**SHORT EXERCISE**: Put the stretch of the entries below from the line containing "Indicate every instance of the track" through the end of the entries into a JSON list of strings, one string per line. Leave out blank lines.

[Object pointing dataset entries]
####

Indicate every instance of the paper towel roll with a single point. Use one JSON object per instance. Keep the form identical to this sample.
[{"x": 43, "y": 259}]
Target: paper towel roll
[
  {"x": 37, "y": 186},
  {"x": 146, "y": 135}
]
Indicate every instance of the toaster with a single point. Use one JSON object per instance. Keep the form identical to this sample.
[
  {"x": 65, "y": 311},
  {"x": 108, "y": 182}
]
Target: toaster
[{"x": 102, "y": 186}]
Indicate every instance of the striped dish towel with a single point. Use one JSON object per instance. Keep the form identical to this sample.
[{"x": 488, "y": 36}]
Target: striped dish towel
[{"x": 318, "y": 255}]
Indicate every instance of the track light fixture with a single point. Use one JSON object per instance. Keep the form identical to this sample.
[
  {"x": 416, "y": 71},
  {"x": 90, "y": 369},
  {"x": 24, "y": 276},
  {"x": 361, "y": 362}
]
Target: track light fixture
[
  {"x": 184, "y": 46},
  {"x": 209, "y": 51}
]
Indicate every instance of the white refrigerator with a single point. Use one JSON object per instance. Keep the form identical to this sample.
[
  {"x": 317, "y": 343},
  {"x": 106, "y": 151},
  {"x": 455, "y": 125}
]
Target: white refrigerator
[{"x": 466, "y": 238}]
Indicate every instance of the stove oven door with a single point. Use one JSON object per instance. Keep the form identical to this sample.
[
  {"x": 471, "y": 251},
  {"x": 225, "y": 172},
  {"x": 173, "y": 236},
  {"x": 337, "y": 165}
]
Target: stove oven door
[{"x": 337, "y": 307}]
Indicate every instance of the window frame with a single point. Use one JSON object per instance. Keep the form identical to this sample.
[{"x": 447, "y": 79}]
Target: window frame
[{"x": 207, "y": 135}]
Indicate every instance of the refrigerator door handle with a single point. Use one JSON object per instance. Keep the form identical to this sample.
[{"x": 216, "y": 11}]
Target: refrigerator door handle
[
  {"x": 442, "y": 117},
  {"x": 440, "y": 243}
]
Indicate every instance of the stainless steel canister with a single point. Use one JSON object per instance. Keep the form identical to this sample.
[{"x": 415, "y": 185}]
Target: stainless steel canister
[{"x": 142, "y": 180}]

####

**OUTPUT BELOW**:
[
  "Indicate every instance of the track light fixture with a single point. Use one JSON object per instance. Keep the form identical to this sample.",
  "[",
  "  {\"x\": 416, \"y\": 71},",
  "  {\"x\": 90, \"y\": 369},",
  "  {\"x\": 24, \"y\": 276},",
  "  {\"x\": 361, \"y\": 362}",
  "]",
  "Target: track light fixture",
  "[",
  "  {\"x\": 184, \"y\": 46},",
  "  {\"x\": 209, \"y\": 51}",
  "]",
  "Indicate every instance of the white refrigerator with a single point. Use one JSON object per instance. Keep the form identical to this sample.",
  "[",
  "  {\"x\": 317, \"y\": 343},",
  "  {\"x\": 106, \"y\": 151},",
  "  {\"x\": 455, \"y\": 125}",
  "]",
  "Target: white refrigerator",
  "[{\"x\": 466, \"y\": 238}]",
  "Indicate every instance of the stove oven door with a single point. Use one JSON object per instance. Keep the form identical to this sample.",
  "[",
  "  {\"x\": 471, \"y\": 251},",
  "  {\"x\": 225, \"y\": 172},",
  "  {\"x\": 173, \"y\": 236},",
  "  {\"x\": 337, \"y\": 165}",
  "]",
  "Target: stove oven door",
  "[{\"x\": 337, \"y\": 307}]",
  "Indicate every instance of the window frame with a single point. Use one JSON object per instance. Keep the form identical to this sample.",
  "[{\"x\": 447, \"y\": 79}]",
  "Target: window frame",
  "[{\"x\": 207, \"y\": 135}]",
  "Indicate every instance of the refrigerator door handle with a single point. Use one JSON object per instance. Keep the form identical to this sample.",
  "[{\"x\": 216, \"y\": 11}]",
  "Target: refrigerator door handle",
  "[",
  "  {\"x\": 442, \"y\": 117},",
  "  {\"x\": 440, \"y\": 243}",
  "]",
  "Indicate every instance of the stainless steel canister with a single point. Use one JSON object per instance. Keep the form identical to this sample.",
  "[{\"x\": 415, \"y\": 185}]",
  "Target: stainless steel canister",
  "[{\"x\": 142, \"y\": 180}]"
]